DATA EXTRACT:
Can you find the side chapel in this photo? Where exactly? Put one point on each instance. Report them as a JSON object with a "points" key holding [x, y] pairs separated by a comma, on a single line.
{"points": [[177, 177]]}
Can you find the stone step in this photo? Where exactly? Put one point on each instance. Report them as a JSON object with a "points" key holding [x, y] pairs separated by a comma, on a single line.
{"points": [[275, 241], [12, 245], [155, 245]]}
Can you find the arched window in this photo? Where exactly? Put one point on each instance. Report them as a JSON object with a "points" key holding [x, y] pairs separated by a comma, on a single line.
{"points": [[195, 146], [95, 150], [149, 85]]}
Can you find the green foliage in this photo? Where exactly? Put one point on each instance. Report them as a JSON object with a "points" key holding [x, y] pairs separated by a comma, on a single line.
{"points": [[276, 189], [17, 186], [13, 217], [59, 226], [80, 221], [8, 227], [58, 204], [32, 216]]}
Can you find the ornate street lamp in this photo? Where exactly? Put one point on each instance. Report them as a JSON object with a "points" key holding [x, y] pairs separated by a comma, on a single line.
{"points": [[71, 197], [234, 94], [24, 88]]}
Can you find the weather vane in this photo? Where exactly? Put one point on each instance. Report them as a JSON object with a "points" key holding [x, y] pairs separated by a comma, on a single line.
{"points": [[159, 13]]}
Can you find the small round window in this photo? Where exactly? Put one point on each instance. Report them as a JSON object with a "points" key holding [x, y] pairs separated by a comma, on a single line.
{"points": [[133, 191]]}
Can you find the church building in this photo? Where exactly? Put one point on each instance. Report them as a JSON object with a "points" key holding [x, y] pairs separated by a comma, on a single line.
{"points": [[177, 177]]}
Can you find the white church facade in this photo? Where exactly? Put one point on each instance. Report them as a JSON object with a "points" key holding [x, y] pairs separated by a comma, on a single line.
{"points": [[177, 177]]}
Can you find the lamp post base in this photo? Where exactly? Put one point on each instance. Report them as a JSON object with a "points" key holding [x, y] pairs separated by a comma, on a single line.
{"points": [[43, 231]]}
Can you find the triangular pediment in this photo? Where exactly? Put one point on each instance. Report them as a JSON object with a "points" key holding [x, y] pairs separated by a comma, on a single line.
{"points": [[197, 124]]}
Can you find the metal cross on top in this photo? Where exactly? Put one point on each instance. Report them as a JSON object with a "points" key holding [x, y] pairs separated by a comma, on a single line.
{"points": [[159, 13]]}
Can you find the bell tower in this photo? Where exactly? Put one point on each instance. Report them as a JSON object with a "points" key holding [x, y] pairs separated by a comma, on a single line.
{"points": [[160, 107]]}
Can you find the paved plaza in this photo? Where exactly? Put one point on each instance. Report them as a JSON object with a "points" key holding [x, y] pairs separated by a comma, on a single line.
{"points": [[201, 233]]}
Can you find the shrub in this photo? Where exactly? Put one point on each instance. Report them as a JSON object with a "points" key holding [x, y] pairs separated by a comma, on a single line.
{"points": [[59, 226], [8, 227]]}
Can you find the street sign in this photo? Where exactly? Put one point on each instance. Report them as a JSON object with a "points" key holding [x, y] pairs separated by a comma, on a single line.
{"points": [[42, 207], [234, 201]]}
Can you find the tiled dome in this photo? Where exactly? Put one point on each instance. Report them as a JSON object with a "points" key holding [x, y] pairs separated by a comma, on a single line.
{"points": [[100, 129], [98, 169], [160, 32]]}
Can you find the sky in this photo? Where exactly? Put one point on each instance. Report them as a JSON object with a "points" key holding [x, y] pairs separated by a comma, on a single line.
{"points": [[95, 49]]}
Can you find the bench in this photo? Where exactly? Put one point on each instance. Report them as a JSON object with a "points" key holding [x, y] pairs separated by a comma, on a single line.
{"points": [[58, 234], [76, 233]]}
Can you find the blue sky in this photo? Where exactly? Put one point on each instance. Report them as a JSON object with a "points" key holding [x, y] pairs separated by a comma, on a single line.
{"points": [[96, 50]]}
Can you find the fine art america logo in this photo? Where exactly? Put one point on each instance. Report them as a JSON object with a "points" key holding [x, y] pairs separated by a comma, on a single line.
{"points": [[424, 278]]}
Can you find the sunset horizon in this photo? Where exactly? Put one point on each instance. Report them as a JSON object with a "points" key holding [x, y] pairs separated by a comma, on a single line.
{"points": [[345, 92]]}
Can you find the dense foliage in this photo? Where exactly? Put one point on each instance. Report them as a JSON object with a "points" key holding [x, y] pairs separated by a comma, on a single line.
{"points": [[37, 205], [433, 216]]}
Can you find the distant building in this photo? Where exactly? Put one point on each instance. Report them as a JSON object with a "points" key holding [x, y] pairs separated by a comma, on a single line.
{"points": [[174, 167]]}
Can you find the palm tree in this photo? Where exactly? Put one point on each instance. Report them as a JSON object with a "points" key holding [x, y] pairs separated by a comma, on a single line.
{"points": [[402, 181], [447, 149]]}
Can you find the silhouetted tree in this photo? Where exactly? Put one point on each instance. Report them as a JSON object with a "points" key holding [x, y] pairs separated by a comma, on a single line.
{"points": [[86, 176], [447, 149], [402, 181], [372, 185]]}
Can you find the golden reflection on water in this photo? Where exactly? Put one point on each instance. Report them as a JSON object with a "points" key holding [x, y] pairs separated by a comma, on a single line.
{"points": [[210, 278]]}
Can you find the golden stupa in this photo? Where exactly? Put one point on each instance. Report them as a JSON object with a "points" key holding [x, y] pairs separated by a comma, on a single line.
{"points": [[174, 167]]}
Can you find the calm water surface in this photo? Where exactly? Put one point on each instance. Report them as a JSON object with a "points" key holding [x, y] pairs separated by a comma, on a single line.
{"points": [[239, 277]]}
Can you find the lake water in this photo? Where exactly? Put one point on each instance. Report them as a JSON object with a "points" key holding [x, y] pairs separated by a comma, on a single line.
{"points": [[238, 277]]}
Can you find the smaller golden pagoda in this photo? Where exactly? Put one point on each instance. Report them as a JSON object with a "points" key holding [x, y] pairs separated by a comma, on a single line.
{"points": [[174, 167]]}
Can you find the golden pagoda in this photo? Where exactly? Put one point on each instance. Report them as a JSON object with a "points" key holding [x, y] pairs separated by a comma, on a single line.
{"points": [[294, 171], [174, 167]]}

JOB:
Retype exactly, please, each line from the line that contains "Can you find the golden reflection" through the last line of the entries above, with nothing added.

SOLUTION FOR THIS EXERCISE:
Can you find the golden reflection on water in this photo? Where exactly? Put one point on each instance. Report them as a JSON object with a "points" key holding [x, y] pairs separated by a comma, on a single line.
{"points": [[210, 278]]}
Can you find the golden stupa in this photo? Where exactly? Put one point on each instance. Report them as a JSON object with a "points" key holding [x, y] pairs separated by a comma, on a single line.
{"points": [[174, 167]]}
Can you find the calm water surface in this photo? Where exactly? Put one point on each instance. Report them as a JSON object with a "points" key holding [x, y] pairs separated by a comma, on a single line.
{"points": [[239, 277]]}
Can you find the lake water in this photo? Where exactly? Put one point on each instance. Report them as a JSON object with a "points" key holding [x, y] pairs separated by a comma, on a single line.
{"points": [[238, 277]]}
Can you find the smaller golden pagoda in this photo? Where exactly? Put one point on each instance. Report them as a JSON object with a "points" key holding [x, y] pairs separated by a comma, on a single line.
{"points": [[174, 167]]}
Can you find the golden pagoda in this photo? Where exactly? Put one point on each instance. Report them as a JSON object with a "points" key holding [x, y] pairs separated by a comma, on a single line.
{"points": [[294, 171], [174, 167]]}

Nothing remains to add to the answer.